[start EXCERPT]
As a soon-to-be Dark Eldar player (yeh, ive finally decided what my second 40k army will be) i dont really want to get involved with any arguements involving the two races- all i have to say is that both codices (and many others) are alittle out of date and have yet to have their new dex's released so you cant really compare them with other races that have certain units or FW models available when these ones dont.

As for the Necron super heavies i would like to see it happen but i doubt it ever will just because alot of races are overlooked in favour of more popular races such as the imperium (as a whole).


----------



## Inquisitor Einar (Mar 6, 2009)

Necrons are filthy Iron Zombie Xenos that must be eradicated from the universe!

@Neoplasma: Pretend I don't have the apoc book, what's a warmonger look like, or do you mean a warhound?


----------



## Iron Angel (Aug 2, 2009)

We are innumerable. We are ageless. We feel no pain, we feel no fear. We are immortal and our will is that of beings whose desires and motives you cannot fathom.
[end EXCERPT]
[start GIVEN INFORMATION]
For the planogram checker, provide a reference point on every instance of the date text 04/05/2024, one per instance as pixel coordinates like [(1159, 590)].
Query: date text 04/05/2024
[end GIVEN INFORMATION]
• [TASKS]
1. Repeat the passage of the forum thread that begins at the words "Necrons are filthy" and stops after "you cannot fathom.".
2. According to the forum thread, which army has the first poster chosen as a second 40k army?
3. In one to three sentences, explain why the first poster in the forum thread doubts that Necron super heavies will ever happen.

• [SOLUTIONS TO THE PROBLEMS]
1.
Necrons are filthy Iron Zombie Xenos that must be eradicated from the universe!

@Neoplasma: Pretend I don't have the apoc book, what's a warmonger look like, or do you mean a warhound?


----------



## Iron Angel (Aug 2, 2009)

We are innumerable. We are ageless. We feel no pain, we feel no fear. We are immortal and our will is that of beings whose desires and motives you cannot fathom.

2. Dark Eldar.

3. The poster doubts it because many races are overlooked in favor of more popular ones, such as the Imperium as a whole.